◆ **Exercise instructions**
Turn every line of all the items below into a Markdown table with two columns, Row and Line. Number the rows in order and leave out any blank lines.
— begin Record set —
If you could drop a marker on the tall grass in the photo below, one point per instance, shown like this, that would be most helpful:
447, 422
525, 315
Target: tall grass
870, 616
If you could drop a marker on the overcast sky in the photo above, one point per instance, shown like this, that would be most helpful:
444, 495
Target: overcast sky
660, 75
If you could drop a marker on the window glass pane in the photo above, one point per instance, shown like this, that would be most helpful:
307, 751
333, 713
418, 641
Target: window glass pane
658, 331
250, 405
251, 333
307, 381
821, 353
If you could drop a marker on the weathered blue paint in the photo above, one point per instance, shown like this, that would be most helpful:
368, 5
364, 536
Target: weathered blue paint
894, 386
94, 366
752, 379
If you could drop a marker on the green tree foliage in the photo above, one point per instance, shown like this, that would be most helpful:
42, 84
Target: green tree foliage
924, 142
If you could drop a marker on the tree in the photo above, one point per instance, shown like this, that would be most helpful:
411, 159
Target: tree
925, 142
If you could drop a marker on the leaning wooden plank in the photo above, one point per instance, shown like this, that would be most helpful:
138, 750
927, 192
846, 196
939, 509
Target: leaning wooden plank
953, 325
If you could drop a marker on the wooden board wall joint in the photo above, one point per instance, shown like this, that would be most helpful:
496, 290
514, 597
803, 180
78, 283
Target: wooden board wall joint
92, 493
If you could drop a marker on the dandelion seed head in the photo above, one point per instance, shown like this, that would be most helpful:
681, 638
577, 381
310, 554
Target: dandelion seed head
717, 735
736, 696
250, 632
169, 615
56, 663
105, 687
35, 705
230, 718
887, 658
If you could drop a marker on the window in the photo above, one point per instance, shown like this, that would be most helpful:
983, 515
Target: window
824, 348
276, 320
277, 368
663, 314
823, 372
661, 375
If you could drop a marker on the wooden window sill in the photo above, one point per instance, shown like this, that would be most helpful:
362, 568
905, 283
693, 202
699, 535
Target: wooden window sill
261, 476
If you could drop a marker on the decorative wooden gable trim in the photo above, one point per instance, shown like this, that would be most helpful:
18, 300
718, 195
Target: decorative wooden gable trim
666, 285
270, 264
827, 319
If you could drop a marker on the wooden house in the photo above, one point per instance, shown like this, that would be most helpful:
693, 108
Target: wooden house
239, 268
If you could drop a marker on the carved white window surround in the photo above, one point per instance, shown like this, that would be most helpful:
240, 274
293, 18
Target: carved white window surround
— end Record set —
◆ **Solution to this task**
| Row | Line |
|---|---|
| 1 | If you could drop a marker on the tall grass in the photo below, one point per instance, shown like this, that would be most helpful: |
| 2 | 447, 422 |
| 3 | 525, 315 |
| 4 | Target: tall grass |
| 5 | 870, 616 |
| 6 | If you could drop a marker on the overcast sky in the photo above, one point per instance, shown like this, that would be most helpful: |
| 7 | 444, 495 |
| 8 | Target: overcast sky |
| 9 | 660, 75 |
| 10 | If you could drop a marker on the window glass pane in the photo above, one point per instance, shown like this, that would be most helpful: |
| 11 | 307, 751 |
| 12 | 333, 713 |
| 13 | 418, 641 |
| 14 | Target: window glass pane |
| 15 | 658, 331 |
| 16 | 250, 405 |
| 17 | 251, 333 |
| 18 | 307, 381 |
| 19 | 821, 353 |
| 20 | If you could drop a marker on the weathered blue paint in the photo above, one point per instance, shown like this, that would be most helpful: |
| 21 | 368, 5 |
| 22 | 364, 536 |
| 23 | Target: weathered blue paint |
| 24 | 894, 386 |
| 25 | 94, 366 |
| 26 | 752, 379 |
| 27 | If you could drop a marker on the green tree foliage in the photo above, one point per instance, shown like this, that would be most helpful: |
| 28 | 42, 84 |
| 29 | Target: green tree foliage |
| 30 | 924, 142 |
| 31 | If you could drop a marker on the tree in the photo above, one point per instance, shown like this, that would be most helpful: |
| 32 | 411, 159 |
| 33 | Target: tree |
| 34 | 925, 142 |
| 35 | If you could drop a marker on the leaning wooden plank in the photo above, one point per instance, shown like this, that would be most helpful: |
| 36 | 138, 750 |
| 37 | 927, 192 |
| 38 | 846, 196 |
| 39 | 939, 509 |
| 40 | Target: leaning wooden plank |
| 41 | 953, 325 |
| 42 | If you could drop a marker on the wooden board wall joint in the photo above, one point per instance, shown like this, that would be most helpful: |
| 43 | 496, 290 |
| 44 | 514, 597 |
| 45 | 803, 180 |
| 46 | 78, 283 |
| 47 | Target: wooden board wall joint |
| 48 | 92, 493 |
| 49 | If you could drop a marker on the dandelion seed head in the photo above, one point per instance, shown like this, that would be most helpful: |
| 50 | 681, 638 |
| 51 | 577, 381 |
| 52 | 310, 554 |
| 53 | Target: dandelion seed head |
| 54 | 717, 735 |
| 55 | 736, 696 |
| 56 | 250, 632 |
| 57 | 169, 615 |
| 58 | 56, 663 |
| 59 | 105, 687 |
| 60 | 35, 705 |
| 61 | 230, 718 |
| 62 | 887, 658 |
| 63 | If you could drop a marker on the window in the photo above, one point per instance, shown like this, that would be most helpful: |
| 64 | 983, 515 |
| 65 | Target: window |
| 66 | 824, 348 |
| 67 | 276, 320 |
| 68 | 277, 368 |
| 69 | 663, 314 |
| 70 | 823, 372 |
| 71 | 661, 375 |
| 72 | If you could drop a marker on the wooden window sill in the photo above, one point per instance, shown like this, that would be most helpful: |
| 73 | 362, 568 |
| 74 | 905, 283 |
| 75 | 693, 202 |
| 76 | 699, 535 |
| 77 | Target: wooden window sill |
| 78 | 261, 476 |
| 79 | If you could drop a marker on the decorative wooden gable trim in the photo above, one point per instance, shown like this, that would be most helpful: |
| 80 | 18, 300 |
| 81 | 718, 195 |
| 82 | Target: decorative wooden gable trim |
| 83 | 666, 285 |
| 84 | 270, 264 |
| 85 | 827, 319 |
| 86 | If you could drop a marker on the wooden house in the photo above, one point per instance, shown like this, that would be most helpful: |
| 87 | 693, 108 |
| 88 | Target: wooden house |
| 89 | 239, 268 |
| 90 | If you could drop a marker on the carved white window surround in the photo above, one point per instance, shown like this, that would be most helpful: |
| 91 | 240, 274 |
| 92 | 293, 18 |
| 93 | Target: carved white window surround |